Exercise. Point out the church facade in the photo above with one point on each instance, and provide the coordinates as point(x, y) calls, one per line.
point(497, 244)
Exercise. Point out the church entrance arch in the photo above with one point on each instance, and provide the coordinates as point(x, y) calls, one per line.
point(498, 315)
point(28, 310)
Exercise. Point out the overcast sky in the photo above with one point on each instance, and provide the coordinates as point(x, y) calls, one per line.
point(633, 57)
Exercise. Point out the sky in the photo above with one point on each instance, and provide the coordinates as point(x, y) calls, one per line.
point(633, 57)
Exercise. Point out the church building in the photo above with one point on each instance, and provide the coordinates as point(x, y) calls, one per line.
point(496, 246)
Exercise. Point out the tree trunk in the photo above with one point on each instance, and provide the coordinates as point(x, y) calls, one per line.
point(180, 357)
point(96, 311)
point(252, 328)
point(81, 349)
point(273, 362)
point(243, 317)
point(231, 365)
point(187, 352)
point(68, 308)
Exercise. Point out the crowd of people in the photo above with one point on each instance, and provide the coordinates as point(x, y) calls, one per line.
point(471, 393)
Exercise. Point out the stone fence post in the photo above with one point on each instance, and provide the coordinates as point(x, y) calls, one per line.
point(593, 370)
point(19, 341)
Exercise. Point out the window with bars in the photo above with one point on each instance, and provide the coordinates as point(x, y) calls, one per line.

# # # #

__Work to complete__: Please arrange the data above, starting at the line containing "Exercise. Point out the church entrance" and ending at the line containing "point(68, 308)", as a two-column CSV with the headers text and answer. Put each text and its answer on one row, each in a single quoted field with line breaks turned into spaces.

__Correct result__:
text,answer
"Exercise. Point out the church entrance arch in the photo above with one point on each instance, and provide the coordinates as point(x, y) calls, one per line.","point(498, 315) point(28, 310)"
"Exercise. Point out the overcast sky in the photo above with one point on each instance, and provide the coordinates as point(x, y) calls, one per line.","point(633, 57)"
"Exercise. Point out the sky in the photo above with one point on each instance, and provide the coordinates as point(x, y) calls, one per line.","point(633, 57)"
"Exercise. Point out the church building in the photo above with one point on each instance, and provide the coordinates as point(x, y) calls, one per line.","point(496, 246)"
"Exercise. Point out the tree trunk in the photo above with one point on each instance, and provide the coordinates as point(x, y) calls, one per line.","point(180, 357) point(96, 311) point(252, 328) point(81, 349) point(273, 362) point(243, 317) point(231, 365) point(187, 352) point(68, 308)"